**GIVEN INSTRUCTION**
Starting at the line with "In the picture above, where can the white chimney" and continuing through the end of the listing, switch "dashed" to "broken" and leave everything else unchanged. Return only those lines.

Excerpts from point annotation data
========================

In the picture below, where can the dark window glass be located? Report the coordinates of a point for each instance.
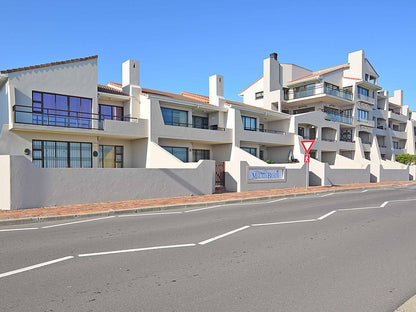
(51, 154)
(249, 123)
(200, 122)
(200, 154)
(173, 117)
(251, 150)
(179, 152)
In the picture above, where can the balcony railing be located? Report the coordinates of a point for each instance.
(264, 130)
(317, 89)
(189, 125)
(365, 98)
(338, 117)
(63, 118)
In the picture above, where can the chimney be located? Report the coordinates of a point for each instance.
(216, 90)
(131, 73)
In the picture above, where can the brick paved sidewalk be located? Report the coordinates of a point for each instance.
(160, 202)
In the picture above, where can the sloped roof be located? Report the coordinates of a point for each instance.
(48, 64)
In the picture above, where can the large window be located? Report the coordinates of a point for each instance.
(111, 156)
(362, 114)
(249, 123)
(200, 122)
(111, 112)
(200, 154)
(250, 150)
(61, 110)
(56, 154)
(174, 117)
(179, 152)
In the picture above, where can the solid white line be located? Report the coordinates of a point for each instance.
(326, 215)
(284, 222)
(35, 266)
(205, 208)
(361, 208)
(150, 214)
(75, 222)
(21, 229)
(133, 250)
(223, 235)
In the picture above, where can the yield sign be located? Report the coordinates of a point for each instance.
(307, 145)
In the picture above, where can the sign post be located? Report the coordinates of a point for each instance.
(307, 145)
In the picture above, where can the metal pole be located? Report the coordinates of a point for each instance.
(307, 175)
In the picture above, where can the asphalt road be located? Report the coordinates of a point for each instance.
(351, 251)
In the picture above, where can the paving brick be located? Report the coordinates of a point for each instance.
(181, 200)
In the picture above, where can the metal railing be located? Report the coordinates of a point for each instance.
(265, 130)
(317, 89)
(63, 118)
(190, 125)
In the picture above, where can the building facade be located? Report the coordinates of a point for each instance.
(63, 133)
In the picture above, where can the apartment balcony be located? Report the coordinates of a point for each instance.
(186, 131)
(266, 136)
(365, 98)
(31, 119)
(318, 91)
(397, 116)
(364, 122)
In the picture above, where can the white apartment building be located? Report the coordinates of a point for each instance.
(66, 139)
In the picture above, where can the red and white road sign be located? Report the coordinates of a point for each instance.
(307, 145)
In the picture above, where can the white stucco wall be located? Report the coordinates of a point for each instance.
(34, 187)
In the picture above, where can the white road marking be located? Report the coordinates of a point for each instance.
(327, 195)
(223, 235)
(361, 208)
(326, 215)
(134, 250)
(75, 222)
(21, 229)
(150, 214)
(35, 266)
(205, 208)
(285, 222)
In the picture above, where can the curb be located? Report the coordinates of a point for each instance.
(176, 206)
(408, 306)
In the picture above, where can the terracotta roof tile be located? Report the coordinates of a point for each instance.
(109, 89)
(48, 64)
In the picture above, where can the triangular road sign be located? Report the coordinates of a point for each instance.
(307, 145)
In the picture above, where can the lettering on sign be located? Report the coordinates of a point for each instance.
(265, 174)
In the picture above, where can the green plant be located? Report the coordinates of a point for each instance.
(406, 159)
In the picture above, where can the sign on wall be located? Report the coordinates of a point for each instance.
(265, 174)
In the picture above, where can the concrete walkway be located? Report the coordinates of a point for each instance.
(9, 217)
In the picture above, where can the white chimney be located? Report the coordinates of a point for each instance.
(216, 90)
(131, 73)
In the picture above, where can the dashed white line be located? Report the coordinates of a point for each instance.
(75, 222)
(285, 222)
(21, 229)
(150, 214)
(134, 250)
(35, 266)
(330, 194)
(326, 215)
(223, 235)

========================

**RESULT FOR THIS TASK**
In the picture above, where can the white chimney be located? Report the coordinates of a point for each instance.
(216, 90)
(131, 73)
In the picture above, where can the broken white line be located? Report the coordinates of a point for each instance.
(75, 222)
(285, 222)
(21, 229)
(150, 214)
(134, 250)
(35, 266)
(330, 194)
(326, 215)
(223, 235)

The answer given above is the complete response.